GIVEN REQUEST: Output the rows in the stretch from the line containing "Practice step: find the green" through the end of the rows as a two-column CSV with the headers instruction and markers. Put one CSV line per row, with each value in a quoted field and its line breaks turned into spaces.

DATA FOR THIS EXERCISE:
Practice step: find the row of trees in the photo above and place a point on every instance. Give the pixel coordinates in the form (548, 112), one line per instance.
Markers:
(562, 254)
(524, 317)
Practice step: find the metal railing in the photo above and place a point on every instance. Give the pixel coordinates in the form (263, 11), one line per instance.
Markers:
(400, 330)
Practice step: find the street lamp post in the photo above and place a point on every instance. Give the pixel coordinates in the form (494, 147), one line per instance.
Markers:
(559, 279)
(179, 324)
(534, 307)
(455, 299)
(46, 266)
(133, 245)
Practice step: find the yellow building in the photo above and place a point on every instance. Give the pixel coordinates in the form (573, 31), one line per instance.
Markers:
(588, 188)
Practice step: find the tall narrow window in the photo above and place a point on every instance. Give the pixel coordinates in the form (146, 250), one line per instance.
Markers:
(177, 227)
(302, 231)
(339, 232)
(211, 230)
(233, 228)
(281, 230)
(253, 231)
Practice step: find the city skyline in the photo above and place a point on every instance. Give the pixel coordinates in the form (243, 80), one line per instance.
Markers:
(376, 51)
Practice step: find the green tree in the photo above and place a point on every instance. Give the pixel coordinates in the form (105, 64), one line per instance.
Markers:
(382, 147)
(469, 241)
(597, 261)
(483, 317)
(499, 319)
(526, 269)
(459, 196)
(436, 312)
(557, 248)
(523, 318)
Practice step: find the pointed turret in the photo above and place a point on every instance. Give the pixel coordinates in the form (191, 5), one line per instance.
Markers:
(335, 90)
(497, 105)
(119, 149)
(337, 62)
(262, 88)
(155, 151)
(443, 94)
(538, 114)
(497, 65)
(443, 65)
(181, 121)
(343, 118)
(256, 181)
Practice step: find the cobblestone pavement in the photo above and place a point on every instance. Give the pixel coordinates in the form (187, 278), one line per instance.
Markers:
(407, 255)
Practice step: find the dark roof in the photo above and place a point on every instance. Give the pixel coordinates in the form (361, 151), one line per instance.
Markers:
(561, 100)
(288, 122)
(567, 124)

EXERCISE ANSWER:
instruction,markers
"Practice step: find the green tree in the photo above and place a point on every instance. Give the pixel coordinates in the form (105, 64), one line per instance. Markers:","(382, 147) (469, 241) (597, 261) (483, 317) (499, 319) (526, 269) (459, 196) (436, 312) (557, 248) (523, 318)"
"Practice step: find the pointed turret in the photo above and place a point on every instance. Give the pixel coordinates in the form (191, 5), one line per instance. Markers:","(335, 90) (497, 105) (119, 149) (337, 62) (262, 88) (155, 151) (443, 94) (538, 114) (497, 65) (443, 65) (181, 121) (343, 118) (256, 181)"
"Practice step: find the cobblestone pavement in the photo above and place a point on every instance. Give the pixel coordinates in the form (187, 278), one line per instance. Markers:","(407, 255)"
"Practice step: find the dark roof in the photo above and place a point on every instance. Give the pixel coordinates in the form (361, 151), one line per instance. Markers:","(561, 100) (288, 122) (567, 124)"